- **The input**
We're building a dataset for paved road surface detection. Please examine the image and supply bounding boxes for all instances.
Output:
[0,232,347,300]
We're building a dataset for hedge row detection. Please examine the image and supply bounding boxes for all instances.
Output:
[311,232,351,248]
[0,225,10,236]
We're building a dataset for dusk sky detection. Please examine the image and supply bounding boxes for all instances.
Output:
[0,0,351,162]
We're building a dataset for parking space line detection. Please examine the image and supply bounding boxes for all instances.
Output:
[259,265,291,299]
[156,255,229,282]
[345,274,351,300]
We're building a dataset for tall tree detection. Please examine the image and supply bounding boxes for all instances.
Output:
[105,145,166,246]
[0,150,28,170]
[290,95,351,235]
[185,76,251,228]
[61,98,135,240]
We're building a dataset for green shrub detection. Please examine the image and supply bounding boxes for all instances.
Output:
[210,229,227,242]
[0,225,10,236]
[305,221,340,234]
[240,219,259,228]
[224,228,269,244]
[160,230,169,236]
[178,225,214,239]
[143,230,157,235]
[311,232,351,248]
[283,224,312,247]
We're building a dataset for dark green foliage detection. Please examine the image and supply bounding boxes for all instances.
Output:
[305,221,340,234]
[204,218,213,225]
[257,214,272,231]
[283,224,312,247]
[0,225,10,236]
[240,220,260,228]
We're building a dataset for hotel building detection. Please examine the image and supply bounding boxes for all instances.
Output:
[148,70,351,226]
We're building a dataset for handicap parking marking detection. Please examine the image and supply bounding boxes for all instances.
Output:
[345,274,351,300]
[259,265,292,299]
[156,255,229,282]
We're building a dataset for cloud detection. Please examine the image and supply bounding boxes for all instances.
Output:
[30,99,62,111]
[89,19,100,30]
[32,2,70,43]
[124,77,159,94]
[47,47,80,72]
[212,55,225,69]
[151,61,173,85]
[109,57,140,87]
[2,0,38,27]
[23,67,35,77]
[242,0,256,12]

- **What the task requires**
Rescale the records from the first line through the line containing "[0,0,351,162]", both included, and output only those lines. Repeat each request unchanged, and multiply every bounding box coordinate by 0.8, rounding to whole numbers with halves rounded up.

- **Right answer**
We're building a dataset for paved road surface detection. Please examine the image and supply bounding boxes for all instances.
Output:
[0,186,278,240]
We're building a dataset for hedge row detection. Please examine the image and supply bounding boxes for all instances.
Output:
[249,186,281,198]
[0,180,8,189]
We're building a dataset for dusk sky detection. Please examine the image and supply bounding boxes for all instances.
Output:
[0,0,281,130]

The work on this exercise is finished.